- _Provided text_
• • • • •

Antonio,

First of all you explain yourself really well, and write english better than
a lot of people I know who live here.

That said, I did understand the meaning of win.  I was being funny, and
perhaps that slipped through the translation cracks.  What understood as win
is that Hibernate wins the competition to OJB, and OJB is the loser no one
looks at or is much less popular.

My question is though, is it THAT important that OJB be #1?  I know Apache
is, and for very good reasons, but Apache is a different beast that existed
at a different time and plays in a much different OS market.  We're sitting
in smack in the middle of the hottest market bed there is:  Java, JDO, EJB,
and J2EE.  I don't know of a more hotly contested area of java right now.
It is by far the busiest area of technology and there are new things
invented every hour.

I'd love OJB to be popular.  It justifies my hours of research before I
decided to dive in and use it over Hibernate.  It might become and it might
not.  As far as JDO is concerned and friend of mine and I are already
looking with Brian McCallister on how we would approach the JDO
implementation and what is needed for it.  I know Thomas has started working
on the parser, perhaps the hardest part of the whole thing.  So we're moving
forward and everyone is doing what they can to keep it going forward, and
that's important.  I also believe we have a better framework already in
place which would allow us to do that.  I don't think Hibernate does.

What's important is that we never allow OJB to become a political OS
project.  It's important that we write what we believe is useful and right.
It's important that we write it well, present a product that performs well,
and goes beyond what people expect from it.  What's not important is playing
the "I want to be popular too" game, and play right into the political game,
which is only an emotional battle over territory all for the benefit of cry
babies and ass kissers.

In the end, the people who will be so fed up with the political garbage
going on, will migrate to OJB simply because it's there, it's quiet and
friendly, and it does everything they need, without the added lameness
political issues bring along.

What we do need to do right now is spew out an official version 1.0, and let
the rest come along.

R


On 6/2/04 11:56 PM, "Antonio Gallardo" <[EMAIL PROTECTED]> wrote:

> Robert Sfeir dijo:
>> Win what?  :-)
>> 
>> The whole thing about java and open source is choice, there is no winner.
>> Yes there could be more adopters, and yes some of the Hibernate stuff will
>> end up in EJB 3.0, but in the end EJB is EJB, and the complexity of it all
>> is not for every project.  OJB is for every project, it's lightweight and
>> follows existing standards, Hibernate doesn't, and EJB 3 is a ways out.
>> 
>> If EJB 3 is Hibernate, good let Hibernate go to the dogs with EJB3 and in
>> the end OJB will be around for people like most of us on here who really
>> don't want to deal with the layers EJB brings along.
> 
> Hi Robert and all:
> 
> I know you recently wrote an article about OJB. As you remember, I also
> send a post to TSS, but was never published. The reason why they decided
> to not publish, is obscure to me. But amazing is that, after I ranting at
> TSS a new Cocoon article that I posted a link few days before my public
> rant, was published! The OJB article never. I will try to post it again.

• • • • •

- _Collected material_
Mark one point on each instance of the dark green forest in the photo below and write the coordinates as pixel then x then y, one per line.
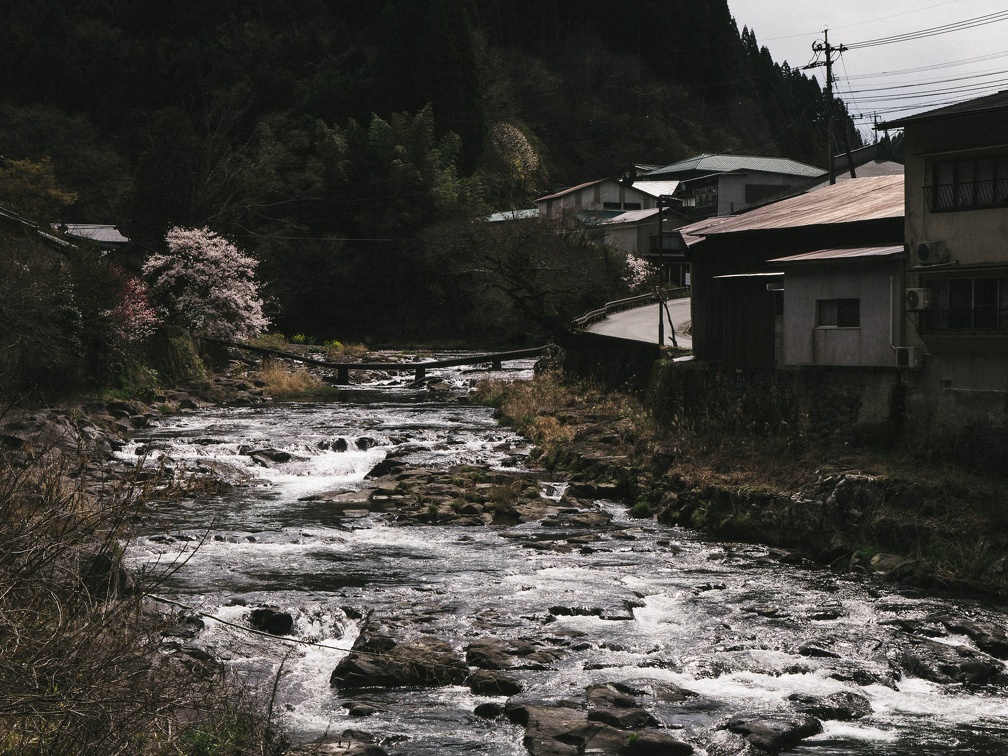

• • • • •

- _Exercise tasks_
- 1) Write out the passage of the email about OJB that begins at the words "I'd love OJB" and stops after the words "think Hibernate does.".
- 2) What technologies does the email about OJB name as making up "the hottest market bed there is"?
The lines placed after the email about OJB are separate material, unrelated to it.

- _Responses in order_
- 1)
I'd love OJB to be popular.  It justifies my hours of research before I
decided to dive in and use it over Hibernate.  It might become and it might
not.  As far as JDO is concerned and friend of mine and I are already
looking with Brian McCallister on how we would approach the JDO
implementation and what is needed for it.  I know Thomas has started working
on the parser, perhaps the hardest part of the whole thing.  So we're moving
forward and everyone is doing what they can to keep it going forward, and
that's important.  I also believe we have a better framework already in
place which would allow us to do that.  I don't think Hibernate does.

- 2) Java, JDO, EJB, and J2EE.